— Tasks and exercises —
**A.** Condense the paragraph of the post below that begins "this query creates table" into a single sentence that keeps its main facts.
**B.** For each statement, decide whether the post below supports it, answering yes or no and quoting the words that decide it. (i) The table relies on the MongoStorageHandler class. (ii) The writer wants documents deleted from MongoDB to be deleted in Hadoop as well. (iii) The MongoDB URI uses port 27018.
**C.** Reproduce word for word the part of the post below that opens with the words containing "STORED BY 'com.mongodb.hadoop.hive.MongoStorageHandler'" and closes with "thanks in advance.".

I want to synchronize mongodb and hadoop, but when I delete document from mongodb, this document must not be deleted in hadoop.
I tried using mongo-hadoop and hive. this is hive query:
CREATE EXTERNAL TABLE SubComponentSubmission
(
  id STRING,
  status INT,
  providerId STRING,
  dateCreated TIMESTAMP,
  subComponentId STRING,
  packageName STRING
)
STORED BY 'com.mongodb.hadoop.hive.MongoStorageHandler'
WITH SERDEPROPERTIES('mongo.columns.mapping'=
                    '{"id":"_id", "status":"Status", 
                      "providerId":"ProviderId", 
                      "dateCreated":"DateCreated", 
                      "subComponentId":"SubComponentPackage.SubComponentId", 
                      "packageName":"SubComponentPackage.PackageName"}'
                    )
TBLPROPERTIES('mongo.uri'='mongodb://<host>:27017/<db name>.<collection name>');
this query creates table that is synchronized to corresponding mongodb collection. by this query mongo-hadoop handles document deletion too.
does mongo-hadoop have any option, not to handle document deletion? or, is there any other tool that solves this problem?
thanks in advance.

(Data records)
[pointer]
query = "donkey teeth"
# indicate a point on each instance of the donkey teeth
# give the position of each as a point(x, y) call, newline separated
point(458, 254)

==

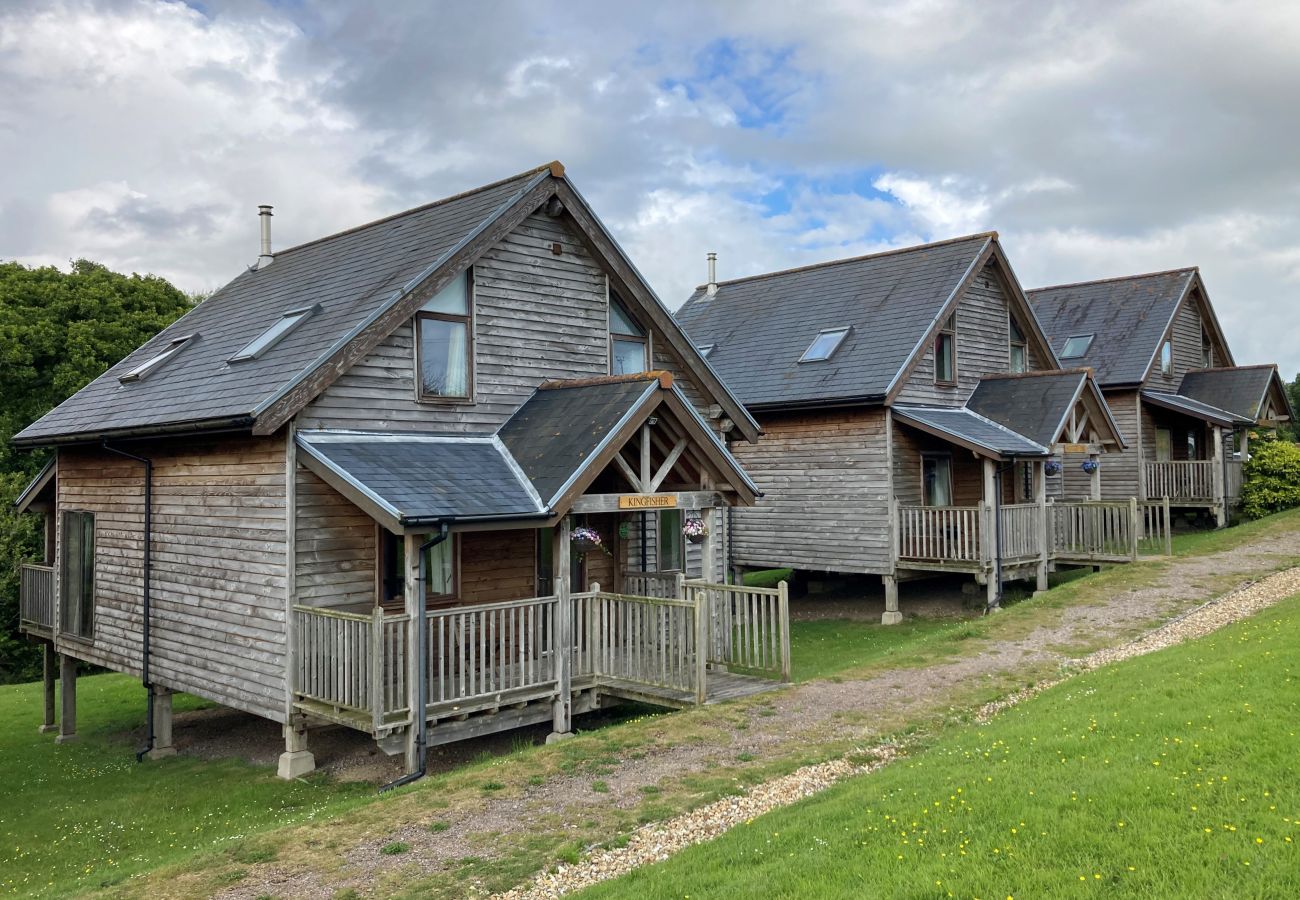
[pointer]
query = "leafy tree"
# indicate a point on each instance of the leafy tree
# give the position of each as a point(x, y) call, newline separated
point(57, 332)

* * *

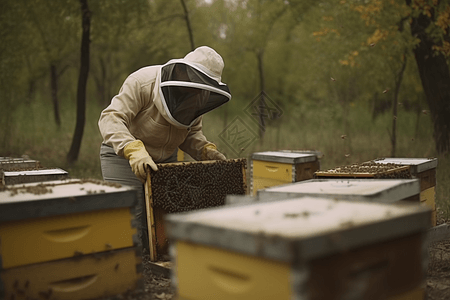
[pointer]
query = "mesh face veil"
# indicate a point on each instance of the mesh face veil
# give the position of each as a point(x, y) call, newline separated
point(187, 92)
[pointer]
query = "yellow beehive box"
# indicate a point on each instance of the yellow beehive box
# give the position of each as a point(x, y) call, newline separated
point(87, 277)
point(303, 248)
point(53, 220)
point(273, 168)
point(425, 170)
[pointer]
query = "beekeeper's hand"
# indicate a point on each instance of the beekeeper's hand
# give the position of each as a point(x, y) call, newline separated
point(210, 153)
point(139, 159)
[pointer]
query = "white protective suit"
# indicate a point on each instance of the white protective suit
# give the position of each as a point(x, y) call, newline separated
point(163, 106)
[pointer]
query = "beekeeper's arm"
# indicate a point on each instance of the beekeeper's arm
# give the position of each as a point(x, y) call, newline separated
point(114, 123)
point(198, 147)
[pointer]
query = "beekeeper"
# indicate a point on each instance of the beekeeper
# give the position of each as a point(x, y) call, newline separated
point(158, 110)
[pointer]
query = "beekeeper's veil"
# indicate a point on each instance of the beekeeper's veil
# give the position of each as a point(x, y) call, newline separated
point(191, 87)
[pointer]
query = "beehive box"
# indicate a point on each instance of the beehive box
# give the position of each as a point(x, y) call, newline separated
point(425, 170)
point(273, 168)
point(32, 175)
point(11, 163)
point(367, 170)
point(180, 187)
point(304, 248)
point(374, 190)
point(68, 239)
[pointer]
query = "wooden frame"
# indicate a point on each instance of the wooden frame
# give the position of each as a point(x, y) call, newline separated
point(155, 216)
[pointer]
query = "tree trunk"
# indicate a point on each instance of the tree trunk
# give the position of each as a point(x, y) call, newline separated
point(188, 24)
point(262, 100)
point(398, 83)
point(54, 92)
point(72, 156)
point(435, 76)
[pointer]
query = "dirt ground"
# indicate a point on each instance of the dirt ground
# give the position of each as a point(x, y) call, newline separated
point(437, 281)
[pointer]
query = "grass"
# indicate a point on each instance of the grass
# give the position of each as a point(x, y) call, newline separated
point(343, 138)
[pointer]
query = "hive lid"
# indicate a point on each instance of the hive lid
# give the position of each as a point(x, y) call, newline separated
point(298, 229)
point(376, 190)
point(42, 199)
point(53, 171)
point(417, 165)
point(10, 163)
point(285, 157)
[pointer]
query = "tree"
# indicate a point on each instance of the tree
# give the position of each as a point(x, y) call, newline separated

— Responses —
**A.** The query creates a table synchronized with the matching MongoDB collection, and through it mongo-hadoop also handles document deletion.

**B.**
(i) Yes: "STORED BY 'com.mongodb.hadoop.hive.MongoStorageHandler'"
(ii) No: "this document must not be deleted in hadoop"
(iii) No: "mongodb://<host>:27017/<db name>.<collection name>"

**C.**
STORED BY 'com.mongodb.hadoop.hive.MongoStorageHandler'
WITH SERDEPROPERTIES('mongo.columns.mapping'=
                    '{"id":"_id", "status":"Status", 
                      "providerId":"ProviderId", 
                      "dateCreated":"DateCreated", 
                      "subComponentId":"SubComponentPackage.SubComponentId", 
                      "packageName":"SubComponentPackage.PackageName"}'
                    )
TBLPROPERTIES('mongo.uri'='mongodb://<host>:27017/<db name>.<collection name>');
this query creates table that is synchronized to corresponding mongodb collection. by this query mongo-hadoop handles document deletion too.
does mongo-hadoop have any option, not to handle document deletion? or, is there any other tool that solves this problem?
thanks in advance.